* [Instruksi Kerja]
Salin kembali bagian teks tentang orang Manggarai dari "Orang Manggarai adalah makhluk" sampai "politik yang berbeda.", dengan menukar "politisi" menjadi "politikus".

* [Bacaan Latihan]

JPS, 24 April 2015, pkl 22:20
Orang Manggarai adalah orang yang bangga dengan tanah kelahirannya (kuni agu kalo) sehingga dirasa perlu memberikan nama lain, berupakan predikat yang menggambarkan keindahan, estetika. Terhadap tanah Manggarai, diberi predikat " tana (bumi) congka sae". Congka sae merupakan tarian adat di mana menggunakan pakaian adat (songke, bali belo, selendang). Hemat saya, dengan membaptis nama "bumi songka sae"orang Manggarai menggambarkan diri sebagai seniman / seniwati. Selain itu, Manggarai disebut Nuca Lale. Nama ini memang sebutan asli untuk Manggarai. Nuca =pulau, lale = pohon sukun, jadi Nuca Lale artinya pulau sukun.
JPS, 25 April 2015.
Orang Manggarai adalah makhluk sosial. Ikatan kekeluargaan sangat dekat. Cenderung primordial (kekeluargaan /sukuisme). Hal ini ditentukan oleh jargon "ata de ru /dite (dami) - keluarga sendiri / keluarga kami. Ikatan kekeluargaan ini sering dijadikan modal sosial oleh para politisi. Terkadang kekeluargaan pecah karena pilihan politik yang berbeda.
JPS, 25 April 2015.

Entri data tersimpan:
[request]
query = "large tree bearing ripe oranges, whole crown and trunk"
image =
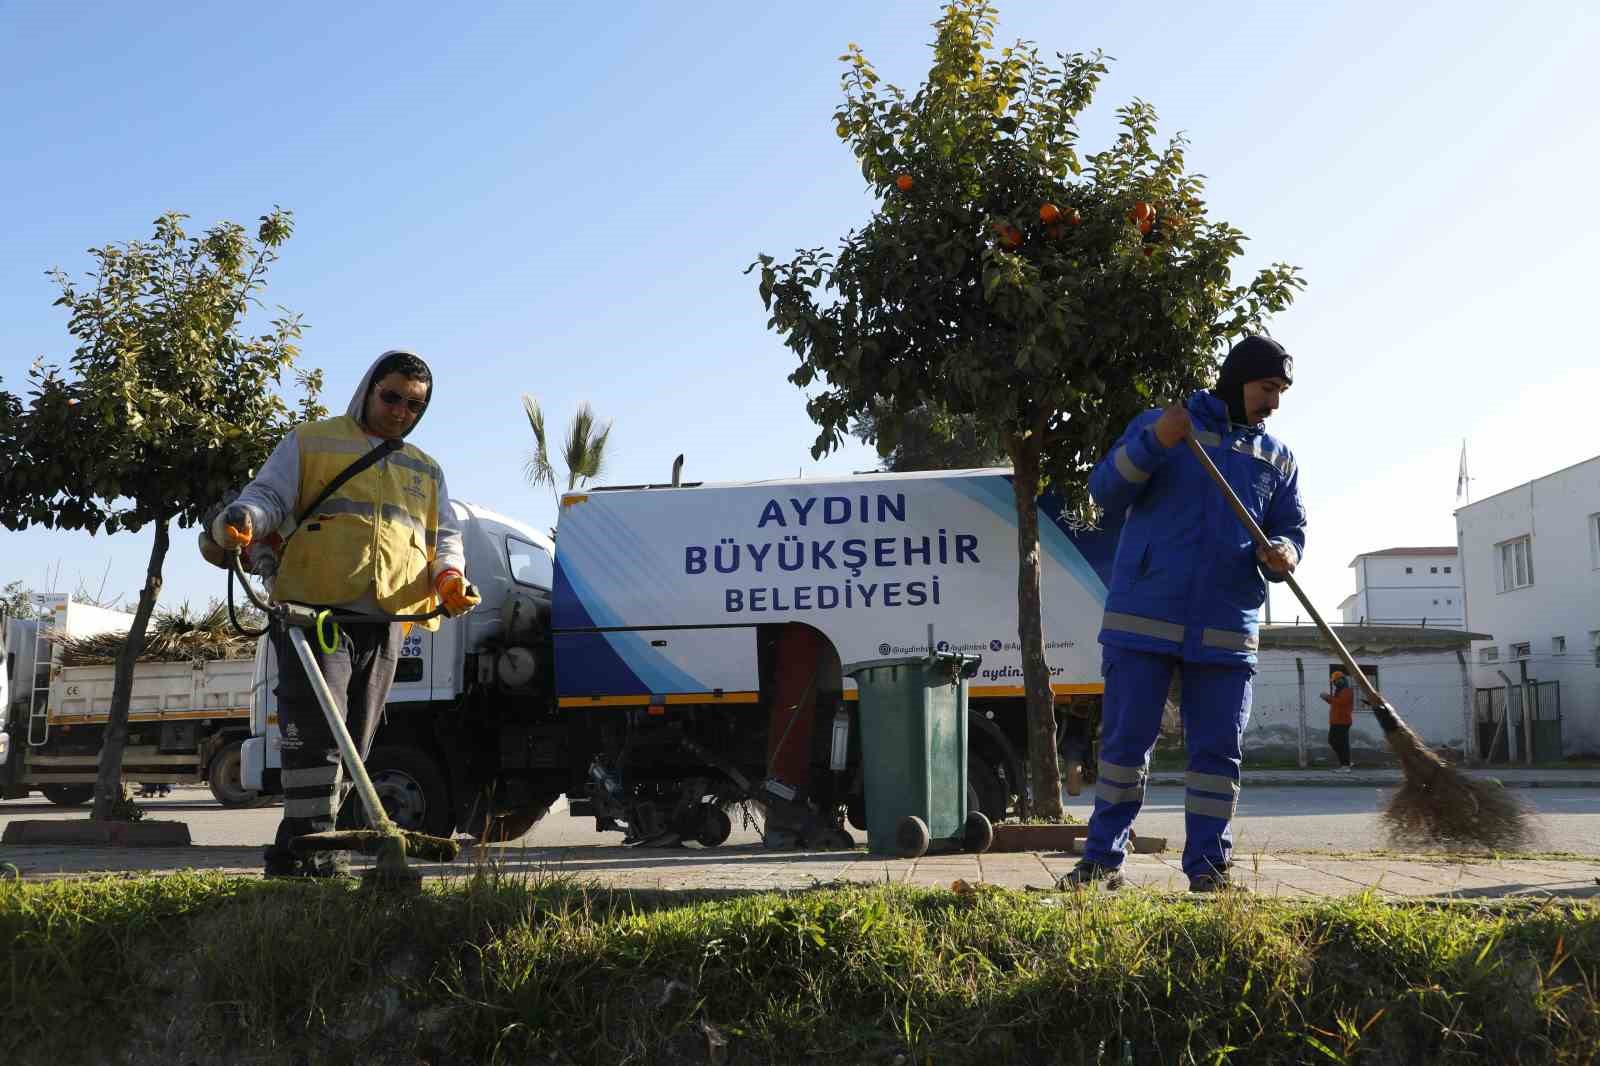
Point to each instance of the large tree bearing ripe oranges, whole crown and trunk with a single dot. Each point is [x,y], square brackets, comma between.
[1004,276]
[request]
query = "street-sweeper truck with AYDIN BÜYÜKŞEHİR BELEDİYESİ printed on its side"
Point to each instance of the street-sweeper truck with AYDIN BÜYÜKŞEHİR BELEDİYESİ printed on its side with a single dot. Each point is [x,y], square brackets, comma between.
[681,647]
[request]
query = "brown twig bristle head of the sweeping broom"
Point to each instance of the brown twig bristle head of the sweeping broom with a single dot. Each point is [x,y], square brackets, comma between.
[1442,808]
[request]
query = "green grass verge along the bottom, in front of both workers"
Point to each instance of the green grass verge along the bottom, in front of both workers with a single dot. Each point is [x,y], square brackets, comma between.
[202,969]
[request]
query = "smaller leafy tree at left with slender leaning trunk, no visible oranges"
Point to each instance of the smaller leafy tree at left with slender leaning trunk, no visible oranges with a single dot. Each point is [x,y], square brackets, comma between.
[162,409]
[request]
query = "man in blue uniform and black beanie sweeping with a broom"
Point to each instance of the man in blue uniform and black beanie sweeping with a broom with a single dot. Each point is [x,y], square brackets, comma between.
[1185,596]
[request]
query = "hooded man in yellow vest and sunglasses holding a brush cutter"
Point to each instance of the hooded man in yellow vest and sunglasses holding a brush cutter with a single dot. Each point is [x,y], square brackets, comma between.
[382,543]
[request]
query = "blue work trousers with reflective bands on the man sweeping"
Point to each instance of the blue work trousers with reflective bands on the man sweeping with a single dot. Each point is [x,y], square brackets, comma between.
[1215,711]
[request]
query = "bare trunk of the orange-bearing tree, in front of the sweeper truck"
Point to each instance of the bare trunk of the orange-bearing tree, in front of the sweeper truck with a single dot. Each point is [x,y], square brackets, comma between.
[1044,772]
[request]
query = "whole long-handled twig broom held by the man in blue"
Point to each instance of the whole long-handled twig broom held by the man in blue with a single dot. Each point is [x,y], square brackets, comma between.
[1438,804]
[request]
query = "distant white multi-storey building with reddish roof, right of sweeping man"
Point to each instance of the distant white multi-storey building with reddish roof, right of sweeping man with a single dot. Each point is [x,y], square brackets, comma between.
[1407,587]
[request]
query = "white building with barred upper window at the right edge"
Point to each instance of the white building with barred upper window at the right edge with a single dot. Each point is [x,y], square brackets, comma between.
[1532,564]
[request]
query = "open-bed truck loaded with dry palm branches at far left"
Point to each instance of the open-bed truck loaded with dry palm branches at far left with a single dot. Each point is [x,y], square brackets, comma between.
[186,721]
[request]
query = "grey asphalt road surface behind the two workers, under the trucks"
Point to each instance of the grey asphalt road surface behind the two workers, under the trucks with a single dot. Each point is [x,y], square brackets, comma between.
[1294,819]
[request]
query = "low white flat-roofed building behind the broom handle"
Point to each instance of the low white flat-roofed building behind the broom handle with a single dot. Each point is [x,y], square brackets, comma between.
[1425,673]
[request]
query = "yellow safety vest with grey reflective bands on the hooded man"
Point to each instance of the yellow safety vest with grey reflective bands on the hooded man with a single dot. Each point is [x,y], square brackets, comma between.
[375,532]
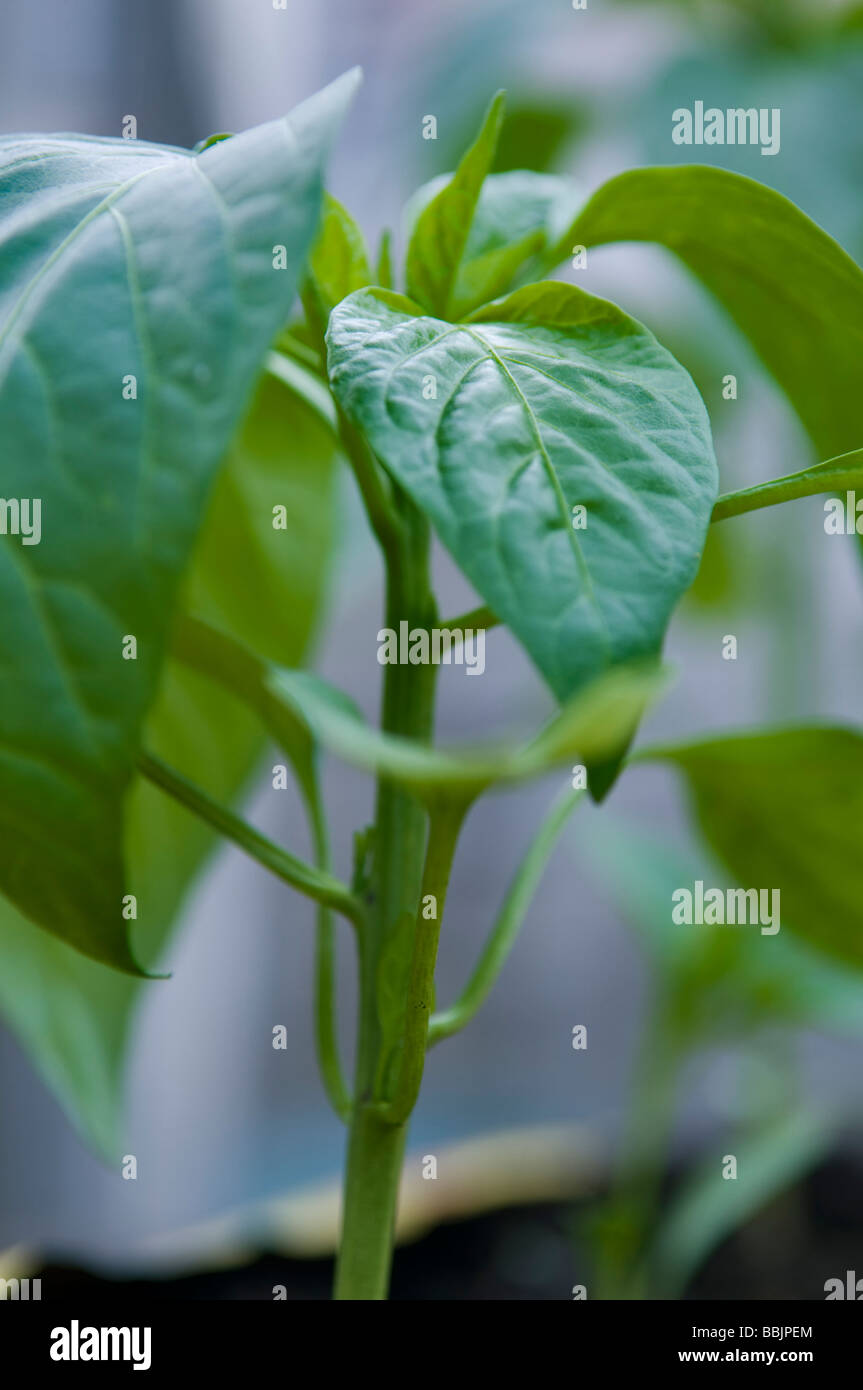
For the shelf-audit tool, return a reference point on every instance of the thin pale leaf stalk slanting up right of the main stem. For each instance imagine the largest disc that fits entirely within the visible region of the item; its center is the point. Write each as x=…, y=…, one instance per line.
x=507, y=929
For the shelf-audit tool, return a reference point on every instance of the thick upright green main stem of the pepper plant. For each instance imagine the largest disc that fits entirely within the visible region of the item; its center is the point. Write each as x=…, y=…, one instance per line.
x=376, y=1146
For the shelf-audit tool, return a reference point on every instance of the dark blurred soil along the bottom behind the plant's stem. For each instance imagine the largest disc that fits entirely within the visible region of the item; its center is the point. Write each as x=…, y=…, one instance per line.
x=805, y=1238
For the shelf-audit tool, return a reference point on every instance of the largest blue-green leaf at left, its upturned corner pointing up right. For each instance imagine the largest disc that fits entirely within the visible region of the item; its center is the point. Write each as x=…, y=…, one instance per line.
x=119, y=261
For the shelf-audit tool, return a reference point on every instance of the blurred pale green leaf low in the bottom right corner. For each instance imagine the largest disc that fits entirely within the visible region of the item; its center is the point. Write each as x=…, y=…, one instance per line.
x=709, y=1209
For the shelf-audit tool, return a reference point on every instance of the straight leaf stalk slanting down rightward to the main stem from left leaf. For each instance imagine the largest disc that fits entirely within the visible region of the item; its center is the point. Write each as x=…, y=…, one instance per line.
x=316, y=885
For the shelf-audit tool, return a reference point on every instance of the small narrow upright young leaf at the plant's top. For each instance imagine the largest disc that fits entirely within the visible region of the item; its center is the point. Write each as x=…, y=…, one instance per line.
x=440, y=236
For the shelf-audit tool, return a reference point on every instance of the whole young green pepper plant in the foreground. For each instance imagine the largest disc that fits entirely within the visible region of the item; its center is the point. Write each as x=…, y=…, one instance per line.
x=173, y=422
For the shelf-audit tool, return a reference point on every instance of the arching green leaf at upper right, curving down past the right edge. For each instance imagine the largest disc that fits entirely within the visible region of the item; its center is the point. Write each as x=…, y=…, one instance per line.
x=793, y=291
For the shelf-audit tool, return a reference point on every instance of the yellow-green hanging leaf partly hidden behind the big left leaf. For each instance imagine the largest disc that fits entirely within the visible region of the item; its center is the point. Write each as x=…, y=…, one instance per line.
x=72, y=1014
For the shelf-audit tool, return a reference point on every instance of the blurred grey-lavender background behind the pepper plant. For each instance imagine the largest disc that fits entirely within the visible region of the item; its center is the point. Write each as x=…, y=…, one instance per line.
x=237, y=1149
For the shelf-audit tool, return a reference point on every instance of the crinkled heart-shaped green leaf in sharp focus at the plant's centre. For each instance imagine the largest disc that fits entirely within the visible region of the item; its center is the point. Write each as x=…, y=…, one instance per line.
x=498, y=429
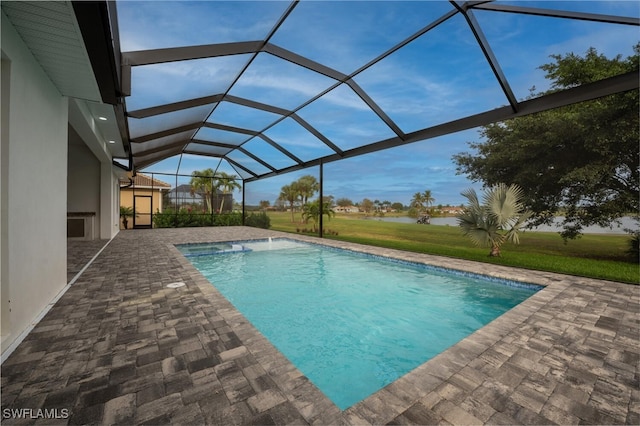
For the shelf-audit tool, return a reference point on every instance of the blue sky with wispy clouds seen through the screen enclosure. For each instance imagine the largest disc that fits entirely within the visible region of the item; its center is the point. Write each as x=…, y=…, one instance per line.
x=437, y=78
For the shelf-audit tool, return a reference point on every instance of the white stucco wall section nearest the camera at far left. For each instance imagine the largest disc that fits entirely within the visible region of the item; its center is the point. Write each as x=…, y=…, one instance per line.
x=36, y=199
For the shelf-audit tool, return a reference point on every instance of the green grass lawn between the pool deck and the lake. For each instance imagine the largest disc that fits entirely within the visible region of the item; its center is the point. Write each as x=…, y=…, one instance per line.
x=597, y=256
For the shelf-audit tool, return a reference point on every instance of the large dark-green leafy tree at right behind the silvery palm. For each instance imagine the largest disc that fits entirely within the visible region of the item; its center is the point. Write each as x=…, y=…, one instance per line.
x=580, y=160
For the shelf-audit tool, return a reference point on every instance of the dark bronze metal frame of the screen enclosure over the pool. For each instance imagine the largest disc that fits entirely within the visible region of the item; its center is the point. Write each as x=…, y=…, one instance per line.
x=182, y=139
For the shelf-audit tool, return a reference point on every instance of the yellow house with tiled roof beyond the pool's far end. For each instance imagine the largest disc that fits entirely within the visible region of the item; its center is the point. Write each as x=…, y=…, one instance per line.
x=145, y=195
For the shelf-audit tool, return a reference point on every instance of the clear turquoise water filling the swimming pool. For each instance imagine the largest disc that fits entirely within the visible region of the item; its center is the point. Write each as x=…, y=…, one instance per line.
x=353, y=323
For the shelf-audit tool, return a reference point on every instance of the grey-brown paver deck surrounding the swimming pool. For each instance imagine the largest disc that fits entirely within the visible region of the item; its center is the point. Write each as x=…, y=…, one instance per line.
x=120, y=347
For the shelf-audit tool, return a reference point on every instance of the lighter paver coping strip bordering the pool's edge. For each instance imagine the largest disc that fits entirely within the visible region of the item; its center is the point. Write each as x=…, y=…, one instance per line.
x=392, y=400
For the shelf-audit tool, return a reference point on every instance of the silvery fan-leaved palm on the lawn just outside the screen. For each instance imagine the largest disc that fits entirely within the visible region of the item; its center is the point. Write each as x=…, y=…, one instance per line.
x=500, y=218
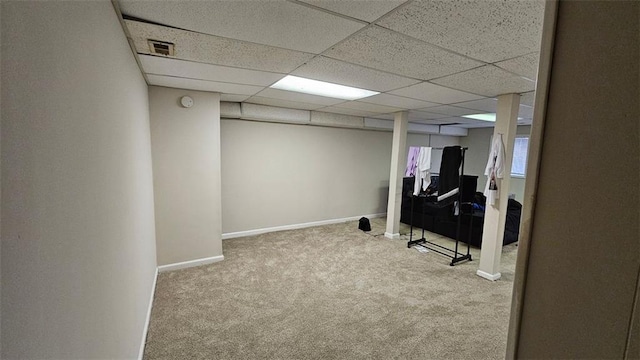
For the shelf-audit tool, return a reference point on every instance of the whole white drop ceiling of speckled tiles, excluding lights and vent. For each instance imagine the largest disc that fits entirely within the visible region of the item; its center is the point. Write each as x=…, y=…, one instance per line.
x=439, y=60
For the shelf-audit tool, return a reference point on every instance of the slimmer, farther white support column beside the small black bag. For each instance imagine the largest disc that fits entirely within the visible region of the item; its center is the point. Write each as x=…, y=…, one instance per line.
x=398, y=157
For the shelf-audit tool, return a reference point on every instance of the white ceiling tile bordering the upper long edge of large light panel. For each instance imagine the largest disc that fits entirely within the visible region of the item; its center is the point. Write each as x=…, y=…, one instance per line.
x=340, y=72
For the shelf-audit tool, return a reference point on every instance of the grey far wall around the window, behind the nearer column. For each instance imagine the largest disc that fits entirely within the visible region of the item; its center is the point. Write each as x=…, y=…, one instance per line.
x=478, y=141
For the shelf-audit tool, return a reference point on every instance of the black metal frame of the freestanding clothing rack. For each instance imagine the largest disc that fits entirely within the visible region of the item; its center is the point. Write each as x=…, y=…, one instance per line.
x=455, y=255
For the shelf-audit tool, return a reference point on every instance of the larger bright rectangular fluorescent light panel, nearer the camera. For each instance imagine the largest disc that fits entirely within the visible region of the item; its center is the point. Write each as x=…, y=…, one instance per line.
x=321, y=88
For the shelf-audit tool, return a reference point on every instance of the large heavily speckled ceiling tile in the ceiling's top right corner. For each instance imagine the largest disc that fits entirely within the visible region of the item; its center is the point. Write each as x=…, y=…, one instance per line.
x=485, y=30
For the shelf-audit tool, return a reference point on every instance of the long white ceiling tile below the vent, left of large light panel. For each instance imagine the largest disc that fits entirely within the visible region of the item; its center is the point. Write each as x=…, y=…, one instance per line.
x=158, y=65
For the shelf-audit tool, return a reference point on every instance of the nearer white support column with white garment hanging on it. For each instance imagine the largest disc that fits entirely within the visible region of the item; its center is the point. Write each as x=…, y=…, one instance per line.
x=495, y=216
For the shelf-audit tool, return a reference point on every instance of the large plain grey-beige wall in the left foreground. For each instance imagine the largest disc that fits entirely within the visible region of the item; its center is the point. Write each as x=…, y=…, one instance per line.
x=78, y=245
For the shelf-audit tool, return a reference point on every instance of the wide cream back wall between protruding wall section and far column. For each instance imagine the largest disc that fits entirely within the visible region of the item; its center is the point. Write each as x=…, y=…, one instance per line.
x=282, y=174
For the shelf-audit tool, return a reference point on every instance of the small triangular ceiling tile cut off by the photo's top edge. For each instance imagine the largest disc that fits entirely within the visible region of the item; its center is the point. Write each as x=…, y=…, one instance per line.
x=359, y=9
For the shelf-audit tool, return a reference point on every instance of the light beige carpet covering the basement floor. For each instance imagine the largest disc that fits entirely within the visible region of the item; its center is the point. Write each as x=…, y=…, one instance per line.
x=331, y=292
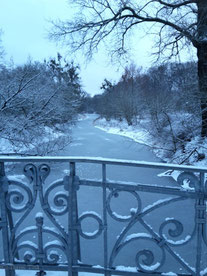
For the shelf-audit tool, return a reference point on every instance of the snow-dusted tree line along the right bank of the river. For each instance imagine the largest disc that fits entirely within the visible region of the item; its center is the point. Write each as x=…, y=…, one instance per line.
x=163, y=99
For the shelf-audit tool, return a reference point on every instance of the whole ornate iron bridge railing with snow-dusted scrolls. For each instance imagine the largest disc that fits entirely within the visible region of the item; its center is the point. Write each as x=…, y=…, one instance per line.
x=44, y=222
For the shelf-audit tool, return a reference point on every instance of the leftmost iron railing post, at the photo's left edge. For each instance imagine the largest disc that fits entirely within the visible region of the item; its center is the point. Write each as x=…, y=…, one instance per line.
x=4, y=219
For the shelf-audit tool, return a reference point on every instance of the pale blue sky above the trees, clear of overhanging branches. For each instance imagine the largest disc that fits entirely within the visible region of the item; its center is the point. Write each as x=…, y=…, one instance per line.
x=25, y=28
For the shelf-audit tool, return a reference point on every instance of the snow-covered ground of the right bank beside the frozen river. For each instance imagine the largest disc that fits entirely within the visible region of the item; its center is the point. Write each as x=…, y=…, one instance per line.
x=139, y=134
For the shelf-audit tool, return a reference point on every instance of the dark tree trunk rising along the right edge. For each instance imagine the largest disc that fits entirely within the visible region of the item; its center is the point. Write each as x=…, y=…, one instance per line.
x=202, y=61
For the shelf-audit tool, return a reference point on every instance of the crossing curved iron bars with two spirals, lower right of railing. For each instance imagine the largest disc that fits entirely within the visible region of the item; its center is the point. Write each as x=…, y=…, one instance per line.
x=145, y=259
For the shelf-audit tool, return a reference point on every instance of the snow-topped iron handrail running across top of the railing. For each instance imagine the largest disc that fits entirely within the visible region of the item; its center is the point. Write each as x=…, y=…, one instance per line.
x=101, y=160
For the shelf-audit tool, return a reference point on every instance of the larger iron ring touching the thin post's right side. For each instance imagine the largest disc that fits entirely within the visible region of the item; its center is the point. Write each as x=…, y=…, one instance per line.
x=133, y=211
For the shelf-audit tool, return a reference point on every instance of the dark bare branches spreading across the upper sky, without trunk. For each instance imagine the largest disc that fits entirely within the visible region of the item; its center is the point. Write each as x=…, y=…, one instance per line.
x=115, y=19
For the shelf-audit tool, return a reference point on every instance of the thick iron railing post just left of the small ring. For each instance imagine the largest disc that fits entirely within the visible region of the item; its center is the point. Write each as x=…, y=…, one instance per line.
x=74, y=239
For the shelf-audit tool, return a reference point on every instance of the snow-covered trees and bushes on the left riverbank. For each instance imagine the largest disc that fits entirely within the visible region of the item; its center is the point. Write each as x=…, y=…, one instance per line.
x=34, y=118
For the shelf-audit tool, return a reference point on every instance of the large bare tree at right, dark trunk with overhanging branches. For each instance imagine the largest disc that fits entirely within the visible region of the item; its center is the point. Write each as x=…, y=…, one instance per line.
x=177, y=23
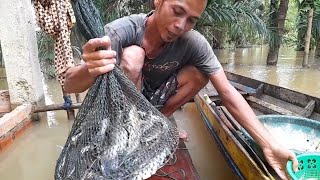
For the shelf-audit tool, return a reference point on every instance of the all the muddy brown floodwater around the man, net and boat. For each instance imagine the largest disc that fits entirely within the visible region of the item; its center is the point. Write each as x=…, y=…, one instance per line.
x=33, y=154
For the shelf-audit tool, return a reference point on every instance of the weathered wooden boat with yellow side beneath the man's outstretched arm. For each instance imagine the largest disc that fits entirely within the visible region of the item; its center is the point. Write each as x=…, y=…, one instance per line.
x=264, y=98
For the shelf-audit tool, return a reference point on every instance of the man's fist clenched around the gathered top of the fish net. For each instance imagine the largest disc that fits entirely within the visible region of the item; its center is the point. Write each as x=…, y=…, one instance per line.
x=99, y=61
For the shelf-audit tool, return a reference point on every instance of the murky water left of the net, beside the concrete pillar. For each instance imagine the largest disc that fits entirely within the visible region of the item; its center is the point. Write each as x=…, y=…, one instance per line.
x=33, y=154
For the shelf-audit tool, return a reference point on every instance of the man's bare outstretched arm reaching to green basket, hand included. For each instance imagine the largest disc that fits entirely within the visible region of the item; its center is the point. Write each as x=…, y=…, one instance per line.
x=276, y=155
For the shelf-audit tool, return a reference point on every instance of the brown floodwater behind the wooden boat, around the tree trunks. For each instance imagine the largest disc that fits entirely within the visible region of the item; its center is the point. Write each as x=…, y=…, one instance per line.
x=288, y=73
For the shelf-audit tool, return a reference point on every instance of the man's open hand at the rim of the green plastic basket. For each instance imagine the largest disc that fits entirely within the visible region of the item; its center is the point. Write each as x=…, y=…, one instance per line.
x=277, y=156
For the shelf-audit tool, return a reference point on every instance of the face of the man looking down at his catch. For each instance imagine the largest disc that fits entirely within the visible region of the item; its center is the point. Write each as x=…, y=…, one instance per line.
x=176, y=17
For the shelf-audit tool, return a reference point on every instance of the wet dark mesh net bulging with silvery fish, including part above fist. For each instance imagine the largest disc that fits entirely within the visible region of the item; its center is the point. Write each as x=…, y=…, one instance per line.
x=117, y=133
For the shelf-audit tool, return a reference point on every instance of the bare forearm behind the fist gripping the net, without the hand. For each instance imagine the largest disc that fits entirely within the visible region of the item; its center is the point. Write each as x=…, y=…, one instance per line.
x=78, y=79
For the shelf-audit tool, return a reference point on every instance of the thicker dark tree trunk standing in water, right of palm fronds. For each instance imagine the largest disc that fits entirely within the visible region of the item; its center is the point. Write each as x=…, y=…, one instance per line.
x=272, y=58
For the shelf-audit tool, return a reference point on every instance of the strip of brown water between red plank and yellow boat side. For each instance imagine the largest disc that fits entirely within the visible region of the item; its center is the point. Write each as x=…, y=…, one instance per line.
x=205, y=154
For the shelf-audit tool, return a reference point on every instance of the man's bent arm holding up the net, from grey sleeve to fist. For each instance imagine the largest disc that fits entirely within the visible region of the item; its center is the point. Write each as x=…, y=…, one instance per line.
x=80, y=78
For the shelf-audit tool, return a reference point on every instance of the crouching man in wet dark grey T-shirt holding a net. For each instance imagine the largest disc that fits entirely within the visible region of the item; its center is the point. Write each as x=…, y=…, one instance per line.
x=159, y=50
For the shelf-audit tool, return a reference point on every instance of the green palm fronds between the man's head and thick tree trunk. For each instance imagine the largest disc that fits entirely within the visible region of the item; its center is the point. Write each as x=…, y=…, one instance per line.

* [Penyelesaian Latihan]
Orang Manggarai adalah makhluk sosial. Ikatan kekeluargaan sangat dekat. Cenderung primordial (kekeluargaan /sukuisme). Hal ini ditentukan oleh jargon "ata de ru /dite (dami) - keluarga sendiri / keluarga kami. Ikatan kekeluargaan ini sering dijadikan modal sosial oleh para politikus. Terkadang kekeluargaan pecah karena pilihan politik yang berbeda.